### Problem
Which lines of the data below contain the word "input"? Show each of those lines in full.

↓↓↓

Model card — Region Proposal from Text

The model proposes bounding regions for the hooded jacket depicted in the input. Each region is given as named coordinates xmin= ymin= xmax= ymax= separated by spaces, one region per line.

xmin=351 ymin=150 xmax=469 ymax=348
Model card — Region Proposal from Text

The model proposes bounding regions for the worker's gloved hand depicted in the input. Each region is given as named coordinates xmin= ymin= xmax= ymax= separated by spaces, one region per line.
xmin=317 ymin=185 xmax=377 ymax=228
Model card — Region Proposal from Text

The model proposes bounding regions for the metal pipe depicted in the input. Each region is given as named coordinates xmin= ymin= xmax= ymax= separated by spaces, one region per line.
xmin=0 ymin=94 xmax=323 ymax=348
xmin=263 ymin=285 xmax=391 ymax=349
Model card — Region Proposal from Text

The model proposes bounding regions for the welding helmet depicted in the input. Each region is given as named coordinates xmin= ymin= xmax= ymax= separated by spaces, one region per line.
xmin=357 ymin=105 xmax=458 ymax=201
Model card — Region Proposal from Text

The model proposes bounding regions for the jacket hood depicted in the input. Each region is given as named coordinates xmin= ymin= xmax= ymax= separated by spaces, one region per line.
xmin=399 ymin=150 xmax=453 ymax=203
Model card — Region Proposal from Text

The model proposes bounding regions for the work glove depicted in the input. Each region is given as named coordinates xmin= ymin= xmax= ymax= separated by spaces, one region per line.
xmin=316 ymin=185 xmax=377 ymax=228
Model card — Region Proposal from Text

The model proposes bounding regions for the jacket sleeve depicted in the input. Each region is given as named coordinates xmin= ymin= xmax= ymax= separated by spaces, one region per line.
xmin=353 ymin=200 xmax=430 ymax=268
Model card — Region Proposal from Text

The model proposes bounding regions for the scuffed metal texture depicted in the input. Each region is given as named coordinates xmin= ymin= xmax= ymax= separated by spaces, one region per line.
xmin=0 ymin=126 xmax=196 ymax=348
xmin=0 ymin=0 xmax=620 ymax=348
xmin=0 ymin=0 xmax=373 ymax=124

↑↑↑

### Task answer
The model proposes bounding regions for the hooded jacket depicted in the input. Each region is given as named coordinates xmin= ymin= xmax= ymax= separated by spaces, one region per line.
The model proposes bounding regions for the worker's gloved hand depicted in the input. Each region is given as named coordinates xmin= ymin= xmax= ymax= separated by spaces, one region per line.
The model proposes bounding regions for the metal pipe depicted in the input. Each region is given as named coordinates xmin= ymin= xmax= ymax= separated by spaces, one region per line.
The model proposes bounding regions for the welding helmet depicted in the input. Each region is given as named coordinates xmin= ymin= xmax= ymax= separated by spaces, one region per line.
The model proposes bounding regions for the jacket hood depicted in the input. Each region is given as named coordinates xmin= ymin= xmax= ymax= separated by spaces, one region per line.
The model proposes bounding regions for the work glove depicted in the input. Each region is given as named coordinates xmin= ymin= xmax= ymax= separated by spaces, one region per line.
The model proposes bounding regions for the jacket sleeve depicted in the input. Each region is given as named coordinates xmin= ymin= xmax= ymax= separated by spaces, one region per line.
The model proposes bounding regions for the scuffed metal texture depicted in the input. Each region is given as named coordinates xmin= ymin= xmax= ymax= separated by spaces, one region per line.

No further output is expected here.